__WORK TASK__:
Write out every line below that includes the word "coordinates".
_ _ _ _ _
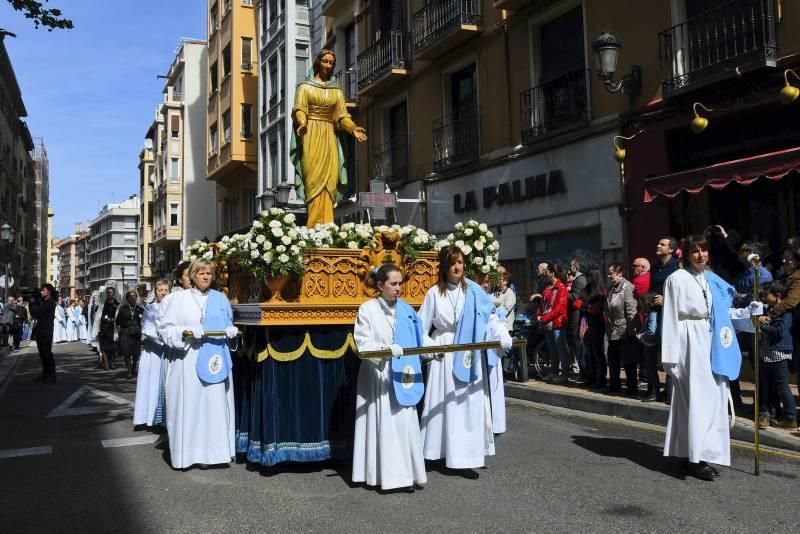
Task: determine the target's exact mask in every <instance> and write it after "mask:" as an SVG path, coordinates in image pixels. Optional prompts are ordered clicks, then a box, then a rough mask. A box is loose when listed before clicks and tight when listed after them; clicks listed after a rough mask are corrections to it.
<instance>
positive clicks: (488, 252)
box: [438, 219, 500, 281]
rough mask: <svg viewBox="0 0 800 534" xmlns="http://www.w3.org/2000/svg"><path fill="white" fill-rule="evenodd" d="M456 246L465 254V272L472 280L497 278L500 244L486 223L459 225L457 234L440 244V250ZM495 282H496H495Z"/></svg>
mask: <svg viewBox="0 0 800 534" xmlns="http://www.w3.org/2000/svg"><path fill="white" fill-rule="evenodd" d="M451 244H452V245H456V246H457V247H458V248H460V249H461V251H462V252H463V253H464V270H465V272H466V274H467V276H469V277H471V278H476V279H478V278H483V275H486V274H488V275H489V276H490V277H492V276H493V275H494V278H496V275H497V272H496V269H497V265H498V257H499V254H500V244H499V243H498V242H497V240H495V238H494V234H492V232H490V231H489V227H488V226H487V225H486V224H485V223H479V222H478V221H475V220H472V219H471V220H469V221H467V222H466V223H457V224H456V225H455V232H453V233H452V234H450V235H448V236H447V239H446V240H444V241H440V242H439V245H438V246H439V248H442V247H443V246H446V245H451ZM493 281H494V280H493Z"/></svg>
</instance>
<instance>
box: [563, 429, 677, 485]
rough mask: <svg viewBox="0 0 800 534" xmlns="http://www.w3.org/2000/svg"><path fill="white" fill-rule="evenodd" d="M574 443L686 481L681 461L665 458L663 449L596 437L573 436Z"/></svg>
mask: <svg viewBox="0 0 800 534" xmlns="http://www.w3.org/2000/svg"><path fill="white" fill-rule="evenodd" d="M572 442H573V443H574V444H575V445H578V446H579V447H582V448H584V449H586V450H587V451H590V452H593V453H595V454H598V455H600V456H604V457H606V458H624V459H626V460H629V461H631V462H633V463H635V464H638V465H640V466H642V467H644V468H645V469H649V470H650V471H654V472H657V473H663V474H665V475H668V476H671V477H672V478H677V479H679V480H684V479H685V478H686V477H685V474H684V470H683V466H682V463H681V461H680V460H677V459H673V458H665V457H664V456H663V449H662V448H661V447H656V446H655V445H650V444H649V443H642V442H641V441H635V440H632V439H628V438H599V437H594V436H572Z"/></svg>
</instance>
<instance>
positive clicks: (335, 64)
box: [319, 54, 336, 80]
mask: <svg viewBox="0 0 800 534" xmlns="http://www.w3.org/2000/svg"><path fill="white" fill-rule="evenodd" d="M335 66H336V58H335V57H334V56H333V54H325V55H324V56H322V57H321V58H320V60H319V76H320V78H322V79H323V80H328V79H330V77H331V75H332V74H333V68H334V67H335Z"/></svg>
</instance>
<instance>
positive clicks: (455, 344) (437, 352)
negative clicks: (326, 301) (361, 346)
mask: <svg viewBox="0 0 800 534" xmlns="http://www.w3.org/2000/svg"><path fill="white" fill-rule="evenodd" d="M527 345H528V340H527V339H515V340H514V341H513V342H512V344H511V346H512V347H526V346H527ZM500 348H501V347H500V342H499V341H481V342H479V343H461V344H453V345H432V346H430V347H413V348H408V349H403V356H419V355H421V354H431V353H435V354H439V353H444V352H461V351H465V350H486V349H500ZM358 357H359V358H361V359H362V360H367V359H373V358H391V357H392V351H391V349H384V350H367V351H364V352H359V353H358Z"/></svg>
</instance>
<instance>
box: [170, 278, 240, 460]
mask: <svg viewBox="0 0 800 534" xmlns="http://www.w3.org/2000/svg"><path fill="white" fill-rule="evenodd" d="M207 301H208V295H207V294H203V293H201V292H200V291H198V290H196V289H189V290H186V291H181V292H179V293H173V294H172V295H171V296H170V298H169V299H168V300H167V302H166V304H165V306H166V308H165V310H164V315H163V318H162V322H161V324H160V325H159V327H158V332H159V334H160V336H161V338H162V339H163V340H164V343H165V345H167V346H169V347H171V349H172V350H171V351H170V358H171V359H172V361H171V363H170V365H169V366H168V368H167V376H166V379H165V380H166V382H165V386H166V414H167V433H168V435H169V449H170V459H171V463H172V467H174V468H176V469H181V468H186V467H190V466H192V465H194V464H222V463H228V462H230V461H231V459H232V458H233V457H234V456H235V454H236V449H235V444H234V424H235V423H234V417H235V415H234V402H233V384H232V381H231V376H228V378H226V379H225V380H223V381H222V382H220V383H218V384H204V383H203V382H201V381H200V378H198V376H197V371H196V369H195V366H196V364H197V355H198V352H199V350H198V345H197V344H191V345H190V344H189V343H186V342H184V341H183V331H184V330H192V331H196V330H199V329H200V328H202V311H201V310H204V309H205V305H206V303H207Z"/></svg>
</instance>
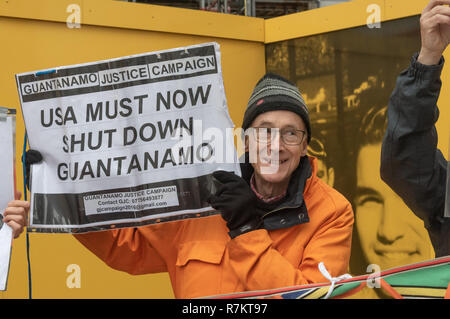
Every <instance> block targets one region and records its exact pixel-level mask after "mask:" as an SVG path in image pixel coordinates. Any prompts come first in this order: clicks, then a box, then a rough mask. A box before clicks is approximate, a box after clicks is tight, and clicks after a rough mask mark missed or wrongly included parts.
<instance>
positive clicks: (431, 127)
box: [380, 54, 450, 257]
mask: <svg viewBox="0 0 450 319" xmlns="http://www.w3.org/2000/svg"><path fill="white" fill-rule="evenodd" d="M443 65H444V58H441V60H440V62H439V64H437V65H432V66H426V65H423V64H421V63H419V62H417V54H416V55H415V56H414V57H413V58H412V61H411V64H410V66H409V68H408V69H407V70H405V71H403V72H402V73H401V74H400V76H399V77H398V79H397V84H396V87H395V89H394V92H393V93H392V95H391V98H390V100H389V105H388V124H387V130H386V133H385V136H384V139H383V146H382V150H381V168H380V173H381V178H382V179H383V180H384V181H385V182H386V183H387V184H388V185H389V186H390V187H391V188H392V189H393V190H394V191H395V192H396V193H397V194H398V195H399V196H400V197H401V198H402V199H403V200H404V202H405V203H406V205H408V207H409V208H410V209H411V210H412V211H413V212H414V213H415V214H416V215H417V216H418V217H419V218H421V219H422V220H423V221H424V224H425V227H426V229H427V230H428V233H429V235H430V238H431V241H432V243H433V246H434V249H435V252H436V257H439V256H445V255H449V254H450V218H444V206H445V188H446V174H447V161H446V160H445V158H444V156H443V155H442V153H441V151H440V150H438V149H437V140H438V137H437V132H436V128H435V123H436V121H437V119H438V117H439V110H438V107H437V100H438V97H439V92H440V89H441V85H442V82H441V80H440V75H441V71H442V68H443Z"/></svg>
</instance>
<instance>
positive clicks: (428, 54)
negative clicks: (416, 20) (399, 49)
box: [417, 0, 450, 65]
mask: <svg viewBox="0 0 450 319" xmlns="http://www.w3.org/2000/svg"><path fill="white" fill-rule="evenodd" d="M448 5H450V0H431V1H430V2H429V3H428V5H427V6H426V7H425V9H424V10H423V11H422V15H421V17H420V35H421V41H422V46H421V49H420V53H419V57H418V58H417V61H418V62H420V63H422V64H426V65H433V64H438V63H439V60H440V59H441V56H442V54H443V53H444V50H445V48H446V47H447V45H448V44H449V42H450V7H448Z"/></svg>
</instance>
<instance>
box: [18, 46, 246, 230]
mask: <svg viewBox="0 0 450 319" xmlns="http://www.w3.org/2000/svg"><path fill="white" fill-rule="evenodd" d="M16 78H17V85H18V90H19V95H20V99H21V105H22V111H23V114H24V119H25V125H26V129H27V133H28V136H29V144H30V149H36V150H38V151H39V152H41V154H42V156H43V159H44V160H43V161H42V162H41V163H38V164H34V165H32V170H31V173H32V174H31V192H32V194H31V213H30V227H31V228H32V230H34V231H39V232H72V233H75V232H77V233H81V232H87V231H96V230H104V229H111V228H117V227H131V226H139V225H144V224H149V223H154V222H163V221H172V220H178V219H185V218H193V217H201V216H207V215H210V214H215V213H217V212H215V211H214V210H213V209H212V208H211V207H210V206H209V204H208V203H207V202H206V199H207V198H208V196H209V195H210V193H211V192H212V191H214V181H213V179H212V175H211V174H212V173H213V172H214V171H216V170H219V169H221V170H227V171H233V172H235V173H236V174H239V175H240V167H239V162H238V160H237V153H236V149H235V147H234V137H233V135H232V134H227V133H226V132H229V131H230V129H231V130H232V128H233V127H234V125H233V123H232V121H231V118H230V116H229V113H228V108H227V102H226V97H225V91H224V85H223V80H222V71H221V64H220V51H219V46H218V44H216V43H207V44H202V45H196V46H190V47H184V48H178V49H171V50H166V51H160V52H154V53H145V54H140V55H134V56H127V57H122V58H117V59H112V60H105V61H99V62H95V63H86V64H80V65H73V66H66V67H60V68H57V69H55V70H50V71H46V72H30V73H24V74H18V75H17V76H16ZM211 133H214V134H211Z"/></svg>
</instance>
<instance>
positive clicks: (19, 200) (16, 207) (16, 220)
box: [3, 192, 30, 238]
mask: <svg viewBox="0 0 450 319" xmlns="http://www.w3.org/2000/svg"><path fill="white" fill-rule="evenodd" d="M21 196H22V194H21V193H20V192H16V194H15V200H13V201H10V202H9V203H8V207H7V208H6V209H5V211H4V212H3V222H4V223H5V224H7V225H8V226H9V227H11V229H12V231H13V238H18V237H19V236H20V234H21V233H22V232H23V229H24V227H25V226H26V224H27V220H28V211H29V209H30V203H29V202H27V201H23V200H20V197H21Z"/></svg>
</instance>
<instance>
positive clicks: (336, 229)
_ _ _ _ _
__YOUR RESPONSE__:
Task: determine the target's exact mask in every <instance> and write it after "mask:" as an SVG path, coordinates in image pixels. Optional prompts are ordered clicks, then a box, then a rough mask. A box is loose when listed before clicks and tight when listed after them; clicks listed after a rough mask are corrections to it.
Every <instance> block targets one region and records its exact pixel-level mask after "mask:" as an SVG path in image pixel coordinates. Any prompts come first in this order: clicks, then a box, then a rough mask. A box before clicks is approximate, a box after clicks is tight, and clicks after a rough mask mark missed or wrongly included parts.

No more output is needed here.